• [HOW TO COMPLETE THIS TASK] For this exercise, return exactly the lines of the material below that begin at the one with "Guideline: treat each distinct ceiling" and stop after the one with "Guideline: treat each distinct reflection".

....................

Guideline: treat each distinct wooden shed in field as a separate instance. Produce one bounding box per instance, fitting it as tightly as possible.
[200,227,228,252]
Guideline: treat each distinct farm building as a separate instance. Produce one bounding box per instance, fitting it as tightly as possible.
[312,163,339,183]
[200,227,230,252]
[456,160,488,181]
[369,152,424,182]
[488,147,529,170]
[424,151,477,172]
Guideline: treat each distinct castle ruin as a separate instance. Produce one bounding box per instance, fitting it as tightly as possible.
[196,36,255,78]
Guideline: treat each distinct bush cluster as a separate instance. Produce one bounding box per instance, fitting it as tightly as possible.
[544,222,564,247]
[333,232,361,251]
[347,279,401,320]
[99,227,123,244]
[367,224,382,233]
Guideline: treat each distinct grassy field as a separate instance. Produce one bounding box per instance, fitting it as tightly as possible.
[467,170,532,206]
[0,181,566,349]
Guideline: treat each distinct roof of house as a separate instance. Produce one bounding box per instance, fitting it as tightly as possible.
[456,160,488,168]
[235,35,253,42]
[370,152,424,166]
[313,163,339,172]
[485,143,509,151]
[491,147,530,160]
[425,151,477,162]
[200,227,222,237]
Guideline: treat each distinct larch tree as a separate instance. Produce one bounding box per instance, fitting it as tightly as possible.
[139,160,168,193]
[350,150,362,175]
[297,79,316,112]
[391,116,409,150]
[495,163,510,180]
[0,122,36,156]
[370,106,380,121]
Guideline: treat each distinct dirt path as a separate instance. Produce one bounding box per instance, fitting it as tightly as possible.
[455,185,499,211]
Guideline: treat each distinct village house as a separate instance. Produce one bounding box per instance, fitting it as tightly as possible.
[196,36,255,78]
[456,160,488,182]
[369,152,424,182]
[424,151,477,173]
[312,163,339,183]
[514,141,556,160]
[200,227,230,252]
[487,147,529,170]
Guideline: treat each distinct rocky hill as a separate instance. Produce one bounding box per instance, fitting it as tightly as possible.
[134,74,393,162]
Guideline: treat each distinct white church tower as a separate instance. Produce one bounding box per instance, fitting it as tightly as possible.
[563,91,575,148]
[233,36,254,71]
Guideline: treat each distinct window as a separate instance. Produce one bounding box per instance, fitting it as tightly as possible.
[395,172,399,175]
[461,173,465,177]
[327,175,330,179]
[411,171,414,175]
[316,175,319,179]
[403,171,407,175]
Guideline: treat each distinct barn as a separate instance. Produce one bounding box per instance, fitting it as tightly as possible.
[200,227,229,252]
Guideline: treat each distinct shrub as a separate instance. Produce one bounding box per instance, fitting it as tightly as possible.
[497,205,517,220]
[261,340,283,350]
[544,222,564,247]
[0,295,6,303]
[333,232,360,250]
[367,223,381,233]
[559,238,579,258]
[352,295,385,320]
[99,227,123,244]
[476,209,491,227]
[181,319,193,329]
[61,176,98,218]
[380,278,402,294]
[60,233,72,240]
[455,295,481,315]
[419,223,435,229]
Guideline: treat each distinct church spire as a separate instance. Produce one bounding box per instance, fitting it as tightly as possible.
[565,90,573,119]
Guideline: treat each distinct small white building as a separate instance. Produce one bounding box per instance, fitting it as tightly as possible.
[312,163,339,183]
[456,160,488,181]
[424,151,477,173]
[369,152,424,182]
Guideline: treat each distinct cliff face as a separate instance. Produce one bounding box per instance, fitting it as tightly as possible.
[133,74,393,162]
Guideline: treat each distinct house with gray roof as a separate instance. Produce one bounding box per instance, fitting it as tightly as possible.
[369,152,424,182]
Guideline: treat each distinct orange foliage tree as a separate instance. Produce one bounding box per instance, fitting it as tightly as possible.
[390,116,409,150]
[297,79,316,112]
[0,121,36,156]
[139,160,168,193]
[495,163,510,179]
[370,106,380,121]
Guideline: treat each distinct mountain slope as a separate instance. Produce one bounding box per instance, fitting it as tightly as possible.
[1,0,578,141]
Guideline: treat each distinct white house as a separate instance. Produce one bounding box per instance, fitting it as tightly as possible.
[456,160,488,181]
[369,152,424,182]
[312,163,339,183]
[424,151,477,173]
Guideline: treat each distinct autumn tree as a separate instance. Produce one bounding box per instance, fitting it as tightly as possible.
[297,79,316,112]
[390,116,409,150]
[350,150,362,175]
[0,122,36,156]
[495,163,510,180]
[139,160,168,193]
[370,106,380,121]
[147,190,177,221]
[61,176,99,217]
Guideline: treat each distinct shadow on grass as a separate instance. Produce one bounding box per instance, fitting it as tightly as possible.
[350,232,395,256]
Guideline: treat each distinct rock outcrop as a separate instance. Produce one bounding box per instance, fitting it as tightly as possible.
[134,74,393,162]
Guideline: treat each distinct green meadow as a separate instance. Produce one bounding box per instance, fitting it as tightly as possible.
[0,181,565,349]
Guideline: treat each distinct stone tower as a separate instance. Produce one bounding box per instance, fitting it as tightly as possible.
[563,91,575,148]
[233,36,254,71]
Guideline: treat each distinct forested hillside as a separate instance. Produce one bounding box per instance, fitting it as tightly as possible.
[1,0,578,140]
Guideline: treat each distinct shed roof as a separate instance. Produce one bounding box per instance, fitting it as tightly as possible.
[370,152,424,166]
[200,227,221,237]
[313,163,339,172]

....................

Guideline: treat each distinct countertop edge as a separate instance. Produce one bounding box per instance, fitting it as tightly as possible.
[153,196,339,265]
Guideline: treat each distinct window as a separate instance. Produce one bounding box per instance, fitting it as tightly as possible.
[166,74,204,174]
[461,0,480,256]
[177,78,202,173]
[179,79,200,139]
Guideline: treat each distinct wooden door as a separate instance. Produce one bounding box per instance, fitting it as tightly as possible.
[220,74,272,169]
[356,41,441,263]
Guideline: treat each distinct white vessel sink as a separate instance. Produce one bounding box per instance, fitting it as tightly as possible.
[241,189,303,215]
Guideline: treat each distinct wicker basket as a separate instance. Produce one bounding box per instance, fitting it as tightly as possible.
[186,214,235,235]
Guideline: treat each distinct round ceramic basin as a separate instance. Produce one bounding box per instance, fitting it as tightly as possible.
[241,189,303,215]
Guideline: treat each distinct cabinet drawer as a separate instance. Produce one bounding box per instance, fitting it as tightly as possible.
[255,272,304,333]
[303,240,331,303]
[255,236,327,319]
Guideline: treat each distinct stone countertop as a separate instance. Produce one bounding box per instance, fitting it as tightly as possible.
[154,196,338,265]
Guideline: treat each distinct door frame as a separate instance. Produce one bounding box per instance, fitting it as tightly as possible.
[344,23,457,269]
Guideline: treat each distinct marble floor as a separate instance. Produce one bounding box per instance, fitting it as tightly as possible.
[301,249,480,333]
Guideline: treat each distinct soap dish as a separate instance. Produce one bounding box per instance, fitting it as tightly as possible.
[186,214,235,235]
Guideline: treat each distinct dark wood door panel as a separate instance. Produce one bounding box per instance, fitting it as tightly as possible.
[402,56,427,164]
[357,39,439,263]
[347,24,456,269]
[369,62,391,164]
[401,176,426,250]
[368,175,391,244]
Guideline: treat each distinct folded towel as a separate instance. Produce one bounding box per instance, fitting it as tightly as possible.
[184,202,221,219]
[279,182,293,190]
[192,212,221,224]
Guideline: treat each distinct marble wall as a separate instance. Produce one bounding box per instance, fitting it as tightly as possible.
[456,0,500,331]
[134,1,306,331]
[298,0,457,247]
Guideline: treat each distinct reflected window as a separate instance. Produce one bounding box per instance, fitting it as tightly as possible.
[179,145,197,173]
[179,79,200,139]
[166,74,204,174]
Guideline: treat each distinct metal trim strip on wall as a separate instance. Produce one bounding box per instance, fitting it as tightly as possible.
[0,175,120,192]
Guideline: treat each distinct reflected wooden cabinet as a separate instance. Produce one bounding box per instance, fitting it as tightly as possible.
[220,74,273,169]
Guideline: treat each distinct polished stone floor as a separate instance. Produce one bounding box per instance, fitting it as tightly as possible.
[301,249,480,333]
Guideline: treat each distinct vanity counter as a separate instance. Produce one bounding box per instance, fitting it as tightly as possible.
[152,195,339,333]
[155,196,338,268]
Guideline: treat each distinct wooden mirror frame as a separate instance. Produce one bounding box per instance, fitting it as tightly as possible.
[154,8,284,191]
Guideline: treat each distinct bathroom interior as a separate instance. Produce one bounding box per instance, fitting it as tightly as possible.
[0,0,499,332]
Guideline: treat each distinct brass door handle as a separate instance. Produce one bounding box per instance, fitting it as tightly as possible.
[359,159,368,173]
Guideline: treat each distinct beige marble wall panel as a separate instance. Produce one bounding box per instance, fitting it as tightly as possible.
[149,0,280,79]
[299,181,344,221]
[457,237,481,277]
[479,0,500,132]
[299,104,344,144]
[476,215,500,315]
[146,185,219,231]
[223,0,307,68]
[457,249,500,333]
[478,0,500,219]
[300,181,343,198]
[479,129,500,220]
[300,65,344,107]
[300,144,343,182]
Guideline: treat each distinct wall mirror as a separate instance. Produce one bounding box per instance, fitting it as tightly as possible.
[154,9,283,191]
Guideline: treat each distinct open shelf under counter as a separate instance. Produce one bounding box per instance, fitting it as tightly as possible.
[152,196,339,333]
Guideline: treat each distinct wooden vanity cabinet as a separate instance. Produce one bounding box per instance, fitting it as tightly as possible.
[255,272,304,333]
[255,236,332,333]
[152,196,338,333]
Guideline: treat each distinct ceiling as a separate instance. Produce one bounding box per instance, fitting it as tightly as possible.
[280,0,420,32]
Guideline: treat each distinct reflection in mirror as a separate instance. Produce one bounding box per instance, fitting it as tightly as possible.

....................

• [RESPONSE TO THE TASK]
Guideline: treat each distinct ceiling as a separate instance. Produce one bounding box per instance, fitting it as tightly as possible.
[280,0,420,32]
Guideline: treat each distinct reflection in mirror as a separate instance. Produce one bounding box per instance, fitting it as tightly as possible.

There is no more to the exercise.